**Task to carry out**
Look through the material beneath and copy each line with the word "corn".

[[ Information shown open ]]

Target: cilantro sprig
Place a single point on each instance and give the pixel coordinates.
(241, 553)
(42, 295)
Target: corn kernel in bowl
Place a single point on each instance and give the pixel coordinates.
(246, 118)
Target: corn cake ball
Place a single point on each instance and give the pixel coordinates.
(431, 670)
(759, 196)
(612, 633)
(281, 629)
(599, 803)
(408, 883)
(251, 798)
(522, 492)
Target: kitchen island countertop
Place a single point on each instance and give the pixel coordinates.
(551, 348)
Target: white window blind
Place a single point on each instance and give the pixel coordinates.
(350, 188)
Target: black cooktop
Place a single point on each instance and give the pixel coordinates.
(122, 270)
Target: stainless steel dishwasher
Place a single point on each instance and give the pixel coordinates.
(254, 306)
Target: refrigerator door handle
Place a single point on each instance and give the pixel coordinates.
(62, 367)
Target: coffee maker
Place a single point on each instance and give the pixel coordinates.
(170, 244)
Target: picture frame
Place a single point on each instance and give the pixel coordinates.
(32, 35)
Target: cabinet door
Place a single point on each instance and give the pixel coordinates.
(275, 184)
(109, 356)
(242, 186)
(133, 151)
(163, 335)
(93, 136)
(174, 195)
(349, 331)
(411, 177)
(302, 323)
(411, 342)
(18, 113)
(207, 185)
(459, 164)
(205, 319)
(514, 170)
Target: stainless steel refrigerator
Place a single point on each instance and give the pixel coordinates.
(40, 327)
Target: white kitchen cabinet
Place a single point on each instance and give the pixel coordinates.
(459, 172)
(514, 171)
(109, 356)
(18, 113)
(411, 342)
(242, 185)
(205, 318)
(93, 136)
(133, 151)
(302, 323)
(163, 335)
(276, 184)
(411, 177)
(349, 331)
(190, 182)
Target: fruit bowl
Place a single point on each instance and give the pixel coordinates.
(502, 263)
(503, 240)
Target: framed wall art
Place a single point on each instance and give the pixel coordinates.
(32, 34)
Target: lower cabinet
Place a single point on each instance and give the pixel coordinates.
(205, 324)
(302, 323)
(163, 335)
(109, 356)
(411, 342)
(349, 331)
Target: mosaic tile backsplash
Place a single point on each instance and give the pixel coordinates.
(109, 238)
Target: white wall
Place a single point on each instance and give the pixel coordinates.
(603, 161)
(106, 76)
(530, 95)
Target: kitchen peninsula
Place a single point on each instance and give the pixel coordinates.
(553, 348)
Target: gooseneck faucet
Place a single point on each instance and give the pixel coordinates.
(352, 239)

[[ Information shown closed ]]

**Written solution**
Target: corn kernel in bowl
Target: corn cake ball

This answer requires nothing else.